**Task description**. Rewrite the listing below with every "wood grain texture" changed to "wooden surface texture" and everything else left unchanged, omitting the pictures.

[start of The records]

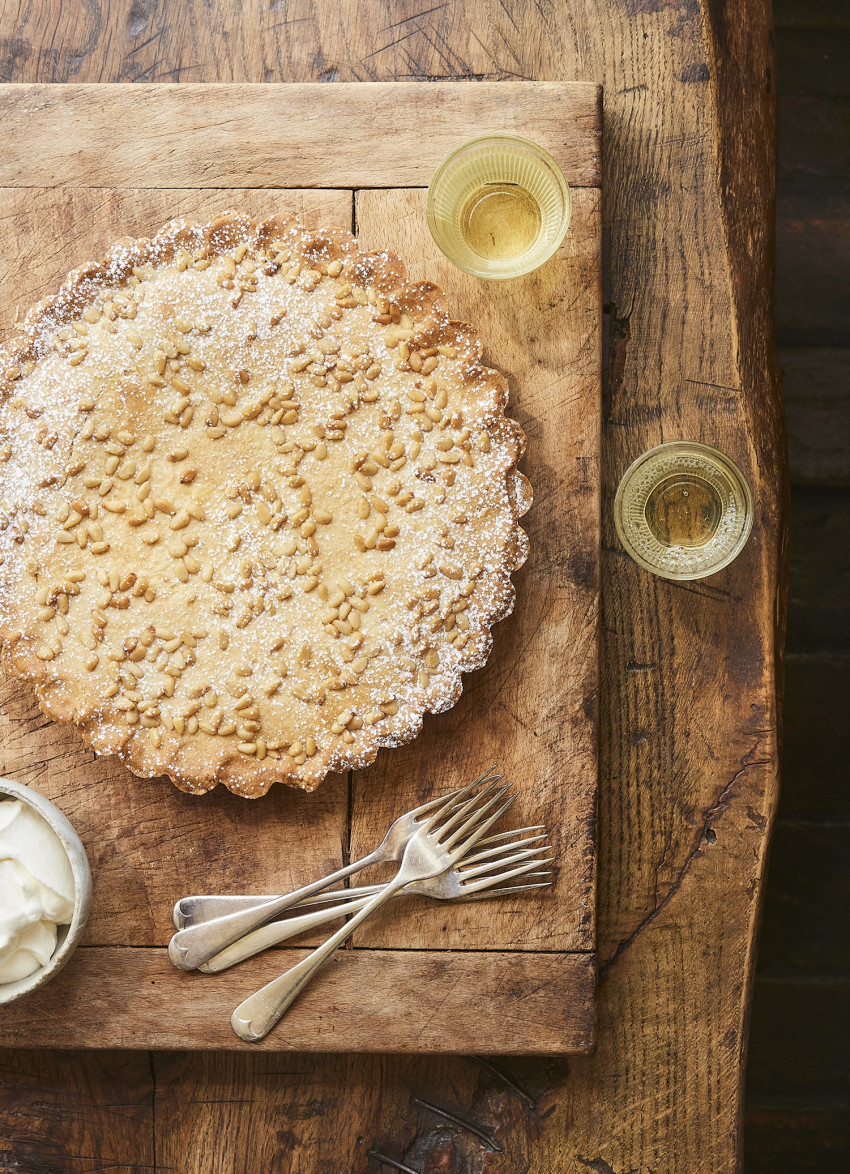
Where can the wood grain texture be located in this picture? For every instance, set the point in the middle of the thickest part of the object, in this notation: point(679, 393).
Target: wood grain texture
point(369, 1000)
point(533, 708)
point(254, 136)
point(688, 167)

[end of The records]

**Written answer**.
Where can the wooden surface texture be located in this picture? For every instance, set the point in the middle of the thickest part of the object, in this notation: point(679, 393).
Target: wooden surface texture
point(369, 1000)
point(533, 708)
point(254, 136)
point(688, 167)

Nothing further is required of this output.